- **What you need to do**
Using the listing below, copy exactly the lines from the one containing "box: [6, 295, 224, 342]" to the one containing "320L101 303L8 334L184", both lines included, and no others.
** Data supplied follows **
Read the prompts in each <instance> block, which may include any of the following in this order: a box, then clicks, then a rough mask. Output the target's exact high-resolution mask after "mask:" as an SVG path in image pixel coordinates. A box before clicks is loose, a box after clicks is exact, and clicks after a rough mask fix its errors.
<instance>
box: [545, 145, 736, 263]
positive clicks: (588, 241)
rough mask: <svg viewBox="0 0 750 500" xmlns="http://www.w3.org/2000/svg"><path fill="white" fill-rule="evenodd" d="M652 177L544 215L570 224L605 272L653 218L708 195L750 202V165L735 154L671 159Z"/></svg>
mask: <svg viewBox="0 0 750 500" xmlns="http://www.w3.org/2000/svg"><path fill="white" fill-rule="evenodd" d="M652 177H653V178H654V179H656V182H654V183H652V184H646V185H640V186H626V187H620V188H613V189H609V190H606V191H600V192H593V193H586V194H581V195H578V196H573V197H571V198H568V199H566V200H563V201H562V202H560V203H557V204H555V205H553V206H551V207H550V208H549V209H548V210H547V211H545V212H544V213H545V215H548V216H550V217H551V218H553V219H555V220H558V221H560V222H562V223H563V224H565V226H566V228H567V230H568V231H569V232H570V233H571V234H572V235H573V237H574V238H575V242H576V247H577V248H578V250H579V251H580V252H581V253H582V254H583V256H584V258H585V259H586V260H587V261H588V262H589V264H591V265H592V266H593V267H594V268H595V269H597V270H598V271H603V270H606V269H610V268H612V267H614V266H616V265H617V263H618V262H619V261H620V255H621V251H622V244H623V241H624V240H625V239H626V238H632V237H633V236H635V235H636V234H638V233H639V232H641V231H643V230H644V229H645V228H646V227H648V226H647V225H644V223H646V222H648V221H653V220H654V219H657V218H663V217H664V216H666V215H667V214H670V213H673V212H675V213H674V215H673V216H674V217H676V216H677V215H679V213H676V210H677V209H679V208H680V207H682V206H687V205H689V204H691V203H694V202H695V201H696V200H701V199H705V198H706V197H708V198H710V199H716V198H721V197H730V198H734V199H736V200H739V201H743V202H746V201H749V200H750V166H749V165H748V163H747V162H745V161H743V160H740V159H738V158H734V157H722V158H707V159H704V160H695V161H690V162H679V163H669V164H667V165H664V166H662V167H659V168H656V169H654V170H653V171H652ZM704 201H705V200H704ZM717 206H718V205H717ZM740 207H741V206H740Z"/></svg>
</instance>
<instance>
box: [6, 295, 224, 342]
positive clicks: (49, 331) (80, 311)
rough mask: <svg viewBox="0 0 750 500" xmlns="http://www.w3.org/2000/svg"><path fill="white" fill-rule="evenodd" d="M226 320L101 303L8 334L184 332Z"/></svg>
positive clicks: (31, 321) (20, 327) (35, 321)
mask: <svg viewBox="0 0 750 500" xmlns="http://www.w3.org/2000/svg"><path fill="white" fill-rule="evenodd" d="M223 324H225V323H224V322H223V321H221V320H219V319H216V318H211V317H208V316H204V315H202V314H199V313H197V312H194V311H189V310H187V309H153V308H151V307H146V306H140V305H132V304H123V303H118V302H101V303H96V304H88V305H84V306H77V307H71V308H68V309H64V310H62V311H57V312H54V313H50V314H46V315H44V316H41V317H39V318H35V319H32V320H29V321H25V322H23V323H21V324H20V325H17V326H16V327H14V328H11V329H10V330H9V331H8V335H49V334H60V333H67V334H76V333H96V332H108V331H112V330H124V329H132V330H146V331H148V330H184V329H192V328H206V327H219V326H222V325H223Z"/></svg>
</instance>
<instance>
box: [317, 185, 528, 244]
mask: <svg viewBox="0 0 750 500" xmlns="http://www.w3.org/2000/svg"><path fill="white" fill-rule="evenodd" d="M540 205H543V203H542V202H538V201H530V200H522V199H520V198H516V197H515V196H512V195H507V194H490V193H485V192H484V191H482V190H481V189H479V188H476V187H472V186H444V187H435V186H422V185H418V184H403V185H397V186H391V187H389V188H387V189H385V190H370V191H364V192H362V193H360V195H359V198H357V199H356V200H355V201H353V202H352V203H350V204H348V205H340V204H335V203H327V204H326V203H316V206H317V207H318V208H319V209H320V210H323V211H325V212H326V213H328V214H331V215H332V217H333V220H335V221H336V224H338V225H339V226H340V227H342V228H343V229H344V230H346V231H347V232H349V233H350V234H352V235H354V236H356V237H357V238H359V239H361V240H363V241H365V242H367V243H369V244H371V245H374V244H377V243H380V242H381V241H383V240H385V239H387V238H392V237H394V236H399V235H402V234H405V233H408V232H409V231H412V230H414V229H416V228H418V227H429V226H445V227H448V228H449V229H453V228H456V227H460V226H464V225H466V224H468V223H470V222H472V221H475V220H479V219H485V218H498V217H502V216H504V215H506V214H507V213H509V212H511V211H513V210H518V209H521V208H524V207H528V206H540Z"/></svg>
** End of Data supplied **
- **Solution for this task**
box: [6, 295, 224, 342]
positive clicks: (49, 331) (80, 311)
rough mask: <svg viewBox="0 0 750 500" xmlns="http://www.w3.org/2000/svg"><path fill="white" fill-rule="evenodd" d="M226 320L101 303L8 334L184 332Z"/></svg>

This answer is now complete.